Data extracted from a collection:
※

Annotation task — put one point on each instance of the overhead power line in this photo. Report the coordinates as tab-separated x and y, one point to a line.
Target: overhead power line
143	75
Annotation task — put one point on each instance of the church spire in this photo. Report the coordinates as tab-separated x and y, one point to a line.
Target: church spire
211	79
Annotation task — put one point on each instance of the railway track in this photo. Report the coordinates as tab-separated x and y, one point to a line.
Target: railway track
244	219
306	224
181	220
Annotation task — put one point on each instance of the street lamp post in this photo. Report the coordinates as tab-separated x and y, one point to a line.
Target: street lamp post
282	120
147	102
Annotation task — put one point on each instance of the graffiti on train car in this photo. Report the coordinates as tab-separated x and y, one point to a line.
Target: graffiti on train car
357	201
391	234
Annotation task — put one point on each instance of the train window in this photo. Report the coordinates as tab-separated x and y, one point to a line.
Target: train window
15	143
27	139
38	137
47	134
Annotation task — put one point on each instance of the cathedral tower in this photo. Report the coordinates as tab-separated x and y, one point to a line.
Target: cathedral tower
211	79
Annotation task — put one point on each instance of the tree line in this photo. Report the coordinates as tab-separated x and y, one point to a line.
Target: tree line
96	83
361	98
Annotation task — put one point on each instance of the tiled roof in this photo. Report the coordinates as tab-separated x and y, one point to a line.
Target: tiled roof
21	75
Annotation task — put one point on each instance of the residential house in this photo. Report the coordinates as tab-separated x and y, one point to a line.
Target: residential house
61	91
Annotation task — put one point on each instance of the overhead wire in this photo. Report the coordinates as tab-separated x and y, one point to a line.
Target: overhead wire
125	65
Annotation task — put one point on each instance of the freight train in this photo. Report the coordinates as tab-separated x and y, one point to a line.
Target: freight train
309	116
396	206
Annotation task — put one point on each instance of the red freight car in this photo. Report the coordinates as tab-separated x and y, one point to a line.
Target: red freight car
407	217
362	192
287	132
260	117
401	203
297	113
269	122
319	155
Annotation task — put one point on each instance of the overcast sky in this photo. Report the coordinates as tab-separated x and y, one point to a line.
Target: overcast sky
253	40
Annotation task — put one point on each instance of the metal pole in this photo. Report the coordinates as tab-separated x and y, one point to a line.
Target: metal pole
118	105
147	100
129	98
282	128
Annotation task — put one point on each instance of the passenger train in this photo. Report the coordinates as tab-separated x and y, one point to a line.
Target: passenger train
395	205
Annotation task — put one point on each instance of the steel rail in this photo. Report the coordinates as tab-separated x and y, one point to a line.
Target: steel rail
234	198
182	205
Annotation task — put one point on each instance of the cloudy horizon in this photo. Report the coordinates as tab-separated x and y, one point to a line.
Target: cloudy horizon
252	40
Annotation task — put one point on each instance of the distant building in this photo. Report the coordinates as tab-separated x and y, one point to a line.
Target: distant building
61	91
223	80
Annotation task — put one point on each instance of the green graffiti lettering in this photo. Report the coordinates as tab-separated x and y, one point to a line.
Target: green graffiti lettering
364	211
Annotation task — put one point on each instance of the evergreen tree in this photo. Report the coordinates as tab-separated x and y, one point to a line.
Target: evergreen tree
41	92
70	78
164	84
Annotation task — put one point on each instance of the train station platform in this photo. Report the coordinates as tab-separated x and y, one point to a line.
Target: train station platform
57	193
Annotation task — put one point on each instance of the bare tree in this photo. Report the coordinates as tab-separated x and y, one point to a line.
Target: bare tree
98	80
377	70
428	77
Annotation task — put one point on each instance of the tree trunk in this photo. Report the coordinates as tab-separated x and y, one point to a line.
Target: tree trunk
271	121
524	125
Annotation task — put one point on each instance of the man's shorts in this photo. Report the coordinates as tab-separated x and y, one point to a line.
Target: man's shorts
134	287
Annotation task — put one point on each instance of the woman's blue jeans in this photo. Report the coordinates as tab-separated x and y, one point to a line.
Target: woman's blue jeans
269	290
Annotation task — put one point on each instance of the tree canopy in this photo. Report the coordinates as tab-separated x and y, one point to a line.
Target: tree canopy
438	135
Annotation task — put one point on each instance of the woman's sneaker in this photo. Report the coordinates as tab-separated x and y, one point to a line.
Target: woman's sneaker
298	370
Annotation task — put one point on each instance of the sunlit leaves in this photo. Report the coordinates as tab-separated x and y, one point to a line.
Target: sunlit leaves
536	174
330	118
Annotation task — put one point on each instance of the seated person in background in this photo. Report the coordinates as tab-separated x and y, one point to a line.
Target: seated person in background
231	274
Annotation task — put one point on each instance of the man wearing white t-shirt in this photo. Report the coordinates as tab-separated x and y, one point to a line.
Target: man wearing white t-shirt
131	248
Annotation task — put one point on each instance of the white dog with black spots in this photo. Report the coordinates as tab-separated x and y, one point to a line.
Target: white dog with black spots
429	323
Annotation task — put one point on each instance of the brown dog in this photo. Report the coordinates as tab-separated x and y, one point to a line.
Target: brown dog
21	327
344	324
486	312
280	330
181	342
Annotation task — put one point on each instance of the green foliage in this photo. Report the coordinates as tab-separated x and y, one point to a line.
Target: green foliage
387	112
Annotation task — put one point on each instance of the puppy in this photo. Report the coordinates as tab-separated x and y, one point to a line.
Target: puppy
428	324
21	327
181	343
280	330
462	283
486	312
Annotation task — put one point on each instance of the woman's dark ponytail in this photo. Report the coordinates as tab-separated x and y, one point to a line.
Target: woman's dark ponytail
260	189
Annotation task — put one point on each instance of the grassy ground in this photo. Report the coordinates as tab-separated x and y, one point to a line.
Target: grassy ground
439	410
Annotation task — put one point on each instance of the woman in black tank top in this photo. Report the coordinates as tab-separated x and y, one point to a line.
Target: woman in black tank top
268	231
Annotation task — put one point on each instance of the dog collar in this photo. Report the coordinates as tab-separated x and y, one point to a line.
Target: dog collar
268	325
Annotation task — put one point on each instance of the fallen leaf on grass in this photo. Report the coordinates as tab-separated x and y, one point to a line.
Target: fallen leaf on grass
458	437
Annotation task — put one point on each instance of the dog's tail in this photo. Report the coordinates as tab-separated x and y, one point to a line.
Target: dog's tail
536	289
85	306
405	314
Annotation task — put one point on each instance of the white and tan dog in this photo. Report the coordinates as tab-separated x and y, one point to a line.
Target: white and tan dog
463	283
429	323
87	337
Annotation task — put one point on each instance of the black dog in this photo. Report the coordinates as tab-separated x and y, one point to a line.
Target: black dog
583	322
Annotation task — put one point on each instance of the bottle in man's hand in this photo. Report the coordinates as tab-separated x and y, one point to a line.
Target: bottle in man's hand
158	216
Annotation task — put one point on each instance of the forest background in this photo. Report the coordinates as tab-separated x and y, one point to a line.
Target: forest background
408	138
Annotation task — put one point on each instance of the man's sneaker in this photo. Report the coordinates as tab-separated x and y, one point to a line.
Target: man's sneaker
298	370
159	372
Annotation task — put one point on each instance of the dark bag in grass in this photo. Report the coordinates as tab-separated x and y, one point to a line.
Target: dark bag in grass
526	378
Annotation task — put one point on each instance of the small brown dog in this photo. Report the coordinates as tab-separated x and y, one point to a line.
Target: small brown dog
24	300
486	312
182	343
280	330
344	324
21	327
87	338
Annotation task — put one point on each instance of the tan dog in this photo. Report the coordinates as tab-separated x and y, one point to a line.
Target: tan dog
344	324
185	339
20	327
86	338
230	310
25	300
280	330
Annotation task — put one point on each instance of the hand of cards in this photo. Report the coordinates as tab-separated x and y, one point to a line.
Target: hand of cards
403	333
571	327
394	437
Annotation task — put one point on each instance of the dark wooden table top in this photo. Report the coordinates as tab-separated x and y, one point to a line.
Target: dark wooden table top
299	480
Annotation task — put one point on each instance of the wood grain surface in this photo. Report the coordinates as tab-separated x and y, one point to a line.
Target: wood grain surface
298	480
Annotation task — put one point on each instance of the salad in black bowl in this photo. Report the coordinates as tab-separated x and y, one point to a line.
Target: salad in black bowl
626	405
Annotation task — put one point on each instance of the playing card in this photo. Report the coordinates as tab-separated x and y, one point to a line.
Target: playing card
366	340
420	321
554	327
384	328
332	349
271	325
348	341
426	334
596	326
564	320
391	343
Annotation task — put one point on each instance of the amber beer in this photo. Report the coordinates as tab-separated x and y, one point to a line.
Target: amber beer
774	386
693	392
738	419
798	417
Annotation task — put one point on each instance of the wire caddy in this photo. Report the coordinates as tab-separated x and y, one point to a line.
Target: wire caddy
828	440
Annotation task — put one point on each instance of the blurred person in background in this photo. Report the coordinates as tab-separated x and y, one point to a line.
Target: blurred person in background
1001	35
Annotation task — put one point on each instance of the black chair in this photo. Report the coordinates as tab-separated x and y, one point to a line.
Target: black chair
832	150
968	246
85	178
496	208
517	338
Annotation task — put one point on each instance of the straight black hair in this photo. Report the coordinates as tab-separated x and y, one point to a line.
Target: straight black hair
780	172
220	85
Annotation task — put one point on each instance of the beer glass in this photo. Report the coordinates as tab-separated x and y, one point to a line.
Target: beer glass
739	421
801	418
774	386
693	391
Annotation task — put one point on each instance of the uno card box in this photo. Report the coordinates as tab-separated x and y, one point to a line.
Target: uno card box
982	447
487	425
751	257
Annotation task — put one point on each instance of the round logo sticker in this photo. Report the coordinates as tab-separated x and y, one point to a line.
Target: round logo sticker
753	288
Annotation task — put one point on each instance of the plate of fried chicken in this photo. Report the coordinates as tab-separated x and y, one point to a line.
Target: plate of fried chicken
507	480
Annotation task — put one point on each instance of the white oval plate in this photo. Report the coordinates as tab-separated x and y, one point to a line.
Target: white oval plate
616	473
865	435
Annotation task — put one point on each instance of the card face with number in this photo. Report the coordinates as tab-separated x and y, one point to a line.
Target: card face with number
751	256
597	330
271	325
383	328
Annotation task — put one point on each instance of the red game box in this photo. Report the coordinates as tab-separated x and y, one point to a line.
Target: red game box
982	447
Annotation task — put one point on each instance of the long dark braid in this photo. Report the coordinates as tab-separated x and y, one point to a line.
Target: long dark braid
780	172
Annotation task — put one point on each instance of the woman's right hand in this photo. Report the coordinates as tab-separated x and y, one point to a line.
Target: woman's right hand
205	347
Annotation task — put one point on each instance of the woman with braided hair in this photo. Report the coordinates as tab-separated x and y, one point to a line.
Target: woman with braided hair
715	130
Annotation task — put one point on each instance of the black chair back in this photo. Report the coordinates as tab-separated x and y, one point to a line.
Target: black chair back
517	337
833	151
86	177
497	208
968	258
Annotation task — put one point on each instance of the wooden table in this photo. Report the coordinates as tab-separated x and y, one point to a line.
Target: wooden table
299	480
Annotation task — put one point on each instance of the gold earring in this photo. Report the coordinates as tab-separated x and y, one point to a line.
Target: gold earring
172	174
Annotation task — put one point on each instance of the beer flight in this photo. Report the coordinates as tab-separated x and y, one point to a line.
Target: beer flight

※

Using the material above, reproduce exactly the line that contains "chair back in" and all lines after it through the last one, and only those.

Annotation task — put one point on each instance of the black chair back in this photo. Report the coordinates as tab-separated x and y, one point to a line.
Target: black chair back
517	337
833	151
86	177
497	208
968	258
Annotation task — put one point on each instance of the wooden table in this photo. Report the coordinates as tab-separated x and y, one point to a line.
Target: wooden table
299	480
Annotation task — put one point on each instance of the gold earring in this photo. Report the coordinates as tab-separated x and y, one point to a line.
Target: gold earring
172	174
Annotation task — put one point on each instance of the beer flight in this photo. Report the coordinates as tab-separated x and y, one point to a line.
Target: beer flight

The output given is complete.